* [TASK INSTRUCTIONS]: Select every line in the records that contains the string "instance". Case counts.

* [LISTING]:

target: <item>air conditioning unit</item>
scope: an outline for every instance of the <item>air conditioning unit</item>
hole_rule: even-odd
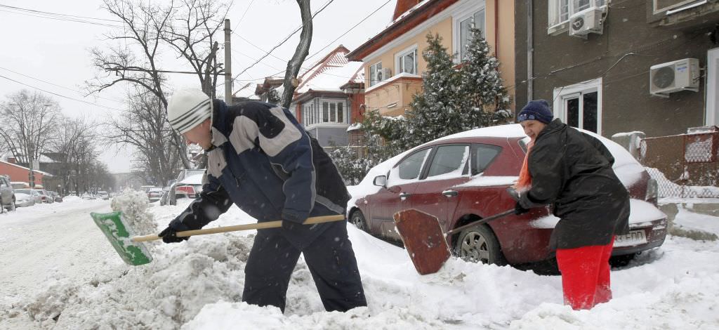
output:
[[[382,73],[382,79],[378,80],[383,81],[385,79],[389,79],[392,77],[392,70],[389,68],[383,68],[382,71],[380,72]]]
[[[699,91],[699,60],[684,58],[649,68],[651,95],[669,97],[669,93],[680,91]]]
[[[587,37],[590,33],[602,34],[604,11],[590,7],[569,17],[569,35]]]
---
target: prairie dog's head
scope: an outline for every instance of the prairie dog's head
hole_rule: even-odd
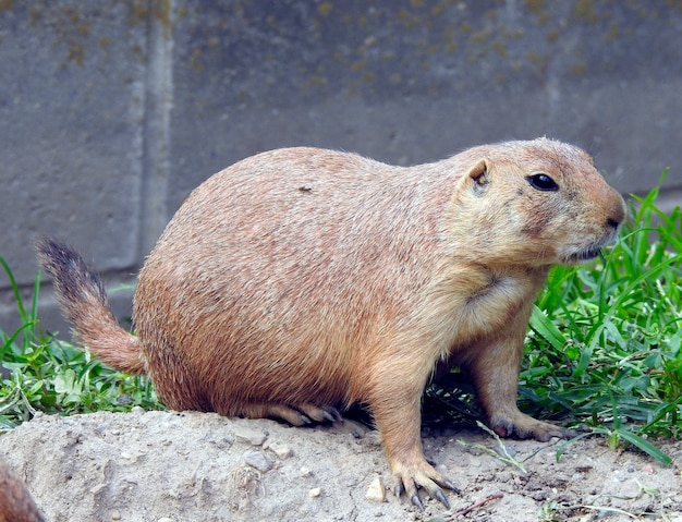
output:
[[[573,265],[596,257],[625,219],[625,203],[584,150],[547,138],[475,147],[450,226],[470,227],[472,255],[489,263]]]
* * *
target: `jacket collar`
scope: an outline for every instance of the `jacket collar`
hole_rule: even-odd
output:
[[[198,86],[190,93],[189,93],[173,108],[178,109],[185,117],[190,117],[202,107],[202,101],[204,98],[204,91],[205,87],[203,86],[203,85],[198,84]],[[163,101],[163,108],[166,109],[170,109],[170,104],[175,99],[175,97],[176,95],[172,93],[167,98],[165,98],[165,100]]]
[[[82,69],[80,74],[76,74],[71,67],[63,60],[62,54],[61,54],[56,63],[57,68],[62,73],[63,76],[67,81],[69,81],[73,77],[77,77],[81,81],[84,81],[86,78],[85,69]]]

* [RESULT]:
scope: an outline for every instance of the <item>air conditioning unit</item>
scope: an outline for every instance of the prairie dog's head
scope: an outline for every instance of the `jacket collar`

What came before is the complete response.